Fox and Patel’s Criticisms of the Cournot Foundations of the Model
But Fox and Patel question the basis for that assumption. First, their paper highlights the omission of the preferences of non-common owners. In particular, Fox and Patel argue that the non-common owners, accounting for 79% of shareholdings, would prefer that the firm maximize its own profits as in the standard Cournot model rather than the maximize the value of the blended shareholder’s portfolio. They note (at 32) that at the equilibrium arising from the assumption that each firm maximizes the wealth of the blended shareholder, the
non-common shareholders would be better off if their own firm takes advantage of this opportunity to increase market share and has a level of output that actually is in excess of what it would be in the total absence of common ownership. (Note omitted.)
To be sure, acting in concert, the non-common shareholders of all rivals are better off if the firm managers account for the holdings of the blended shareholder. But acting alone, the non-common shareholders of each firm would view themselves as better off if the firm managers expanded output beyond that arising from a sole focus on the blended shareholder. Thus, absent some coordination among the non-common owners of all the rival firms, the managers confront an apparent conflict between the objectives of the common owners and those of the non-common owners.
Fox and Patel (at 22) contend that the use of the Cournot model as the backbone for evaluating the competitive effects of common ownership “glosses over this conflict by assuming, without serious exploration, that managers will make output decisions based on some kind of averaging of these differing interests.” Indeed, the paper highlights observations by O’Brien and Salop in their seminal paper which are worth repeating here:
[W]here the owners have conflicting views on the best strategy to pursue, the question arises as to how the objective of the manager is determined. Ultimately, the answer turns on the corporate-control structure of the firm, which determines each shareholder’s influence over decision making within the firm.
Can Common Owners Create Incentives for Management to Abide by the Preferences of the Common Owners?

- **Tasks**:
1. Restate the paragraph of the excerpt on common ownership that begins "To be sure, acting in concert" as a short bulleted list that keeps its main points.
2. Write the next part of the excerpt on common ownership, starting with the section under its final heading.
The rows have no connection to the excerpt on common ownership.

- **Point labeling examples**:

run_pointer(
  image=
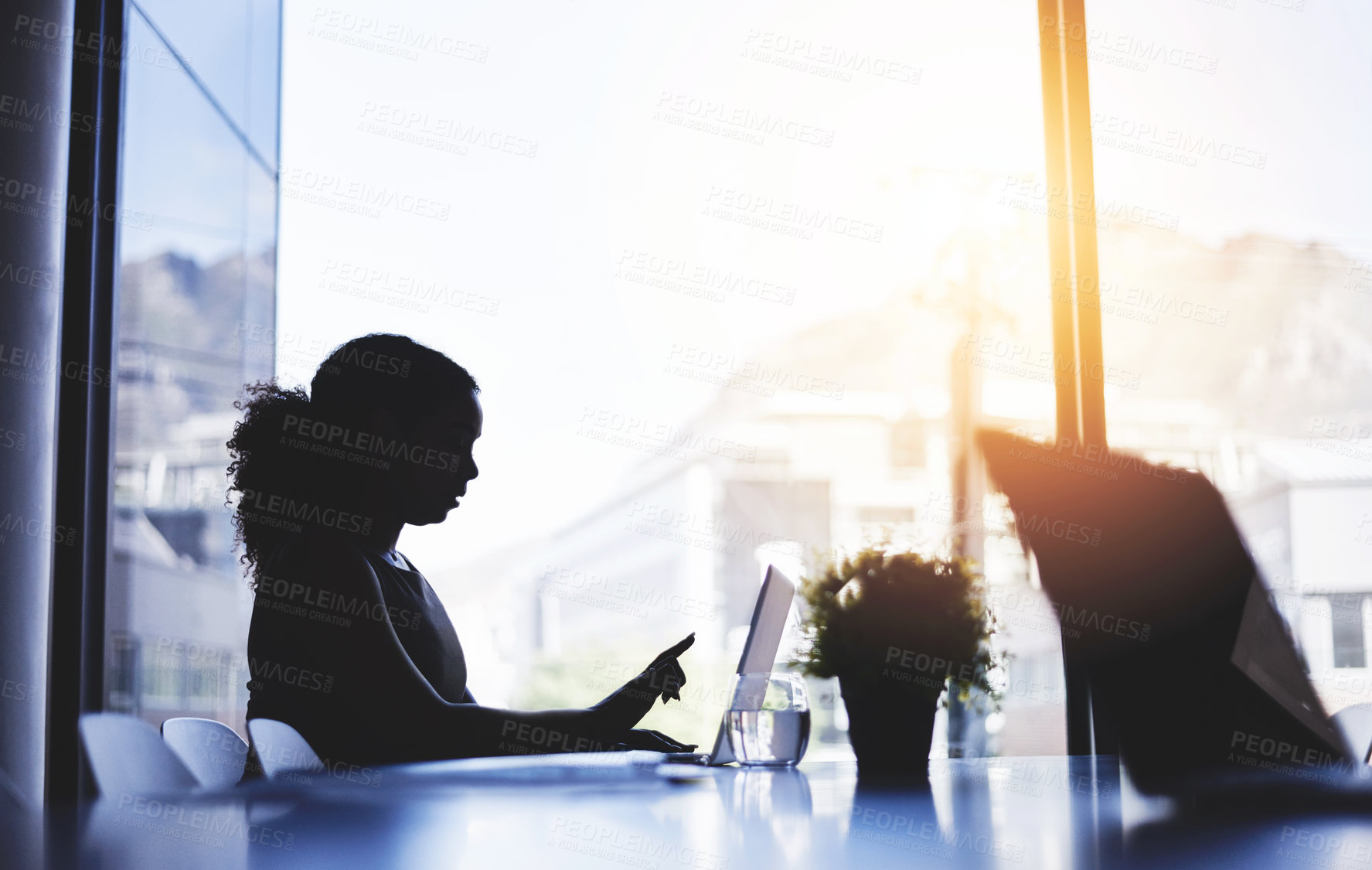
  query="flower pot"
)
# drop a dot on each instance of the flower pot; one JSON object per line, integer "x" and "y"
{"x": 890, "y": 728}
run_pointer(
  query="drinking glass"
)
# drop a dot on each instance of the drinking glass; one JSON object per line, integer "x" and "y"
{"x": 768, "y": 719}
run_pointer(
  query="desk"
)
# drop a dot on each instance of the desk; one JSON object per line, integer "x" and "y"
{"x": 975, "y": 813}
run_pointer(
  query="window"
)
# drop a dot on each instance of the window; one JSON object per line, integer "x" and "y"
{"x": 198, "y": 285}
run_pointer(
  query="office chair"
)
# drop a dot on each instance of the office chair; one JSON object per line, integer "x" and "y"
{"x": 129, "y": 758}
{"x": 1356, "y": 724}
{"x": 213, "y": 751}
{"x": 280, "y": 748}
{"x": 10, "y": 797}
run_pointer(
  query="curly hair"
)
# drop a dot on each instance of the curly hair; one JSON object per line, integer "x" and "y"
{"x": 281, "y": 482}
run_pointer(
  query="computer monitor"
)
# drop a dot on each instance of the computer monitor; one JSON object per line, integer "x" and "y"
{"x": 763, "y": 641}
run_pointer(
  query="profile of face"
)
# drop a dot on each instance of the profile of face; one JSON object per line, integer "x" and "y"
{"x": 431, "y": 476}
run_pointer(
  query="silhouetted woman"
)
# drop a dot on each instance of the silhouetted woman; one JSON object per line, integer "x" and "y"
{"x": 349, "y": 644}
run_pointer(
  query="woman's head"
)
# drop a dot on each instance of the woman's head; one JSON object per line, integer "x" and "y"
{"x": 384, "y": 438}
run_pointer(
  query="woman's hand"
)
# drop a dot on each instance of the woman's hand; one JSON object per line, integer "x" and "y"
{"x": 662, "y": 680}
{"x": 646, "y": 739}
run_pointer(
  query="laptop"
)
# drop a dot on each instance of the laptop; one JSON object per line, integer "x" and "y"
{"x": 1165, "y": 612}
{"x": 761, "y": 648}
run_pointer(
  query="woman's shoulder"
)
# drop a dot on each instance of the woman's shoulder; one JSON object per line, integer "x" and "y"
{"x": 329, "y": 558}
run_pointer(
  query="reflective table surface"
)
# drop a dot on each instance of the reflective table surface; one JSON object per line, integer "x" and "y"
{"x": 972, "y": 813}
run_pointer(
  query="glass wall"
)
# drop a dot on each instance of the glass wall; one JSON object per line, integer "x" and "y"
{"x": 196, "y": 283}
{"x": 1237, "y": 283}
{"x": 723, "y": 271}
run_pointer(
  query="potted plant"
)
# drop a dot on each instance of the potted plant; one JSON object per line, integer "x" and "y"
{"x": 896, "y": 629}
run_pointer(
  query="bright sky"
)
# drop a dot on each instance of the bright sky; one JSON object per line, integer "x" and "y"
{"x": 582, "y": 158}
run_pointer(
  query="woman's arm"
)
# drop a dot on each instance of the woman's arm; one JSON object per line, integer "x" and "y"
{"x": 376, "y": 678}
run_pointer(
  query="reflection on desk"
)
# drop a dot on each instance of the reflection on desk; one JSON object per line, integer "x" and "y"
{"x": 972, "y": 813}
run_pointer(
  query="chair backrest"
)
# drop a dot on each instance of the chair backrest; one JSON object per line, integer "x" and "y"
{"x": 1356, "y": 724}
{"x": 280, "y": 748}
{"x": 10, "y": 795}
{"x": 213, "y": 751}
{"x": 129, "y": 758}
---
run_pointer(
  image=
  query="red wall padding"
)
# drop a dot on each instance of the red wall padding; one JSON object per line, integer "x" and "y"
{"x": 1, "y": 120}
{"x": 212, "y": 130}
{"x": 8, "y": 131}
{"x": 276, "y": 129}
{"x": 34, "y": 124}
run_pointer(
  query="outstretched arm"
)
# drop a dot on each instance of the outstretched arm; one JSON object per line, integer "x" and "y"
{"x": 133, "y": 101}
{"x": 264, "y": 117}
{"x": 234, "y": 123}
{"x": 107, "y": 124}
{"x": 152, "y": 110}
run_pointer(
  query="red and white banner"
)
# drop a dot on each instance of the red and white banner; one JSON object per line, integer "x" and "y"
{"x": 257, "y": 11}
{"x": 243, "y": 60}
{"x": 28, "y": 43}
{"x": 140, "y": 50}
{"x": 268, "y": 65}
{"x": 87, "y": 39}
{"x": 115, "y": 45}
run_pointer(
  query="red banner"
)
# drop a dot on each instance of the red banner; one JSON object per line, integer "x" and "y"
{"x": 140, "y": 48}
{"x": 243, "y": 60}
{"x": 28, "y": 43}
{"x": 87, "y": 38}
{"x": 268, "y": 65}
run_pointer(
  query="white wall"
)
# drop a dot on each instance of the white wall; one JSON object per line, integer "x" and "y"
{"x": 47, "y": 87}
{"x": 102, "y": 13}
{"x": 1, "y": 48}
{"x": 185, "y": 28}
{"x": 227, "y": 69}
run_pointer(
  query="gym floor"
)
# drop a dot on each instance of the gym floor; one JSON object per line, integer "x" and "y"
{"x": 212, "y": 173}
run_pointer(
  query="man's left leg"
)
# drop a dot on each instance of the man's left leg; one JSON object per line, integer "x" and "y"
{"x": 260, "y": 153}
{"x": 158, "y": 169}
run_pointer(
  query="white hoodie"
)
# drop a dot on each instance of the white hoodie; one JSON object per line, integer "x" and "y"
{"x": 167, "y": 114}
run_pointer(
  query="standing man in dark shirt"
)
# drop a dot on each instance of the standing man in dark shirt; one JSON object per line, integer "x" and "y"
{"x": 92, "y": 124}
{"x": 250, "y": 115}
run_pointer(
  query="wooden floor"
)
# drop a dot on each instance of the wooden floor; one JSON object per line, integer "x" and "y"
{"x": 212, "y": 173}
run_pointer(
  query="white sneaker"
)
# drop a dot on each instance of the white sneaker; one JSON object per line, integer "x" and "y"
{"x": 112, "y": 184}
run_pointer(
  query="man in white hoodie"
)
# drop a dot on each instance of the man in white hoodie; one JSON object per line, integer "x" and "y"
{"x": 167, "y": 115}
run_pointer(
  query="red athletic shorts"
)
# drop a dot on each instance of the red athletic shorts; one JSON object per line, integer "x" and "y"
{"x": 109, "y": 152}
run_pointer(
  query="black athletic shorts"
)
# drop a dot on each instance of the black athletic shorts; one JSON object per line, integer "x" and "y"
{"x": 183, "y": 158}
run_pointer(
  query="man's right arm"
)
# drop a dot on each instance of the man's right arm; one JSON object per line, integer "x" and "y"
==
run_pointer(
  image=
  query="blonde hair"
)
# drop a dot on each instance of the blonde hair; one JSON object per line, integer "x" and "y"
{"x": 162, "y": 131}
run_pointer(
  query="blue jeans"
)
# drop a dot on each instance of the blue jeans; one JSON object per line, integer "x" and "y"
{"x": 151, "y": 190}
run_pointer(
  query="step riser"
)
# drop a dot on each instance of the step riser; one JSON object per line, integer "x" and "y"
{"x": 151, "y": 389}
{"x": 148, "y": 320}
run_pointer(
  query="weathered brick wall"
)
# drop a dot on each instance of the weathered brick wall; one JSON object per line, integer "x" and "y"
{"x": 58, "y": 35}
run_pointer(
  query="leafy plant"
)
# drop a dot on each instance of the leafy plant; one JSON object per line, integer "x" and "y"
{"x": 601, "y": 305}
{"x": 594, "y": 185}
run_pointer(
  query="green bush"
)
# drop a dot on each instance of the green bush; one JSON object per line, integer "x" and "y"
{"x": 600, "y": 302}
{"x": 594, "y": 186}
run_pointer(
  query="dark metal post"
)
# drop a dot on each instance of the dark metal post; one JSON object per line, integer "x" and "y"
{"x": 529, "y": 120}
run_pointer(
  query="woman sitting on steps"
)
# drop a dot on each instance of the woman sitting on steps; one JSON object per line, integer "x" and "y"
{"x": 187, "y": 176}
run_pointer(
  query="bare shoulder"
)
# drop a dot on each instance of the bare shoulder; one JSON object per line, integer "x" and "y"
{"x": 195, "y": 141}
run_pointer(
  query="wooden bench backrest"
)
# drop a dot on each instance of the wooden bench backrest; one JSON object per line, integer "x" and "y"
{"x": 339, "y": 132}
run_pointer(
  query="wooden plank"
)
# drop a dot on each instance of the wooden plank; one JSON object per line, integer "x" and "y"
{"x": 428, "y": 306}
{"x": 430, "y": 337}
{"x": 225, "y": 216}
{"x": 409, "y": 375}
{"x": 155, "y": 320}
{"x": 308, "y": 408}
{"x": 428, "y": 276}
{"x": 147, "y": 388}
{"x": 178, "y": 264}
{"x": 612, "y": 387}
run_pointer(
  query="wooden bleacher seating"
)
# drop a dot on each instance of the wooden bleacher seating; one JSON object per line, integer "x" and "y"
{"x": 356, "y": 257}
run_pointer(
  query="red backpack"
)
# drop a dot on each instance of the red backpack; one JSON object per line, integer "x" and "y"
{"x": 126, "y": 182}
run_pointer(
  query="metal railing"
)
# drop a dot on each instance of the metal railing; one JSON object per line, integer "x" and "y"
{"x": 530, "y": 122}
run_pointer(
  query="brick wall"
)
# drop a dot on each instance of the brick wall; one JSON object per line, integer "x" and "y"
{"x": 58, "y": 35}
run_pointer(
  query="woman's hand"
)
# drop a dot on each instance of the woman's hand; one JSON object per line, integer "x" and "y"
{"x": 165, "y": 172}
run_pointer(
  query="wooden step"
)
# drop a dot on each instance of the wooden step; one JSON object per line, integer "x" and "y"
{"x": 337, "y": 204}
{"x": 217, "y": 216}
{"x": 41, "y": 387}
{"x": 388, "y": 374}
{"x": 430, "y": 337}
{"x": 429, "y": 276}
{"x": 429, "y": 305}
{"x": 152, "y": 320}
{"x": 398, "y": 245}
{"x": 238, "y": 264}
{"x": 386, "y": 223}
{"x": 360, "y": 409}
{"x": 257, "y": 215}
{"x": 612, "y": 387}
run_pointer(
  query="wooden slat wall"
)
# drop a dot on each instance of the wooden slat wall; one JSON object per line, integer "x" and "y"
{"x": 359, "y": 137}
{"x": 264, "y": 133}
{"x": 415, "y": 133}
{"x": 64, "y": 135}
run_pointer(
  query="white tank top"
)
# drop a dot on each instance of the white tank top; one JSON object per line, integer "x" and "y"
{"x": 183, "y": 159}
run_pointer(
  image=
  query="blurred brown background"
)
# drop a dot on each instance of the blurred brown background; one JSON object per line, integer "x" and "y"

- **Per-task answers**:
1.
- When they act together, the non-common shareholders of all rival firms benefit if managers take the blended shareholder's holdings into account.
- When they act alone, each firm's non-common shareholders would prefer that managers raise output above the level that comes from focusing only on the blended shareholder.
- Without coordination among the non-common owners of all the rival firms, managers face an apparent conflict between the objectives of common owners and those of non-common owners.

2.
The differences between the preferences of managers and those of shareholders, i.e., the principal-agent frictions, are key to understanding why Fox and Patel contend that common ownership is not likely to explain the adverse competitive effects found empirically. In particular (and without any regard to common ownership), Fox and Patel (at 38) note that the managers’ position in the firm may provide benefits valued by managers: “compensation, prerequisites, power, prestige, the pleasure of benefitting their associates in the firm, a sense of doing social good, and so on.” But the ability to attain these benefits depends on the profits the firm makes. The greater those profits, the more that managers may be able to engage in this kind of behavior. The profits earned by the firm’s rivals are irrelevant to the firm’s managers. Those profits cannot be used to “subsidize” managerial preferences for those benefits. So, at the outset, Fox and Patel argue that the firm managers would maximize each firm’s own profits and, in that way, the managers’ output preferences and those of the large pool of non-common owners can be more aligned.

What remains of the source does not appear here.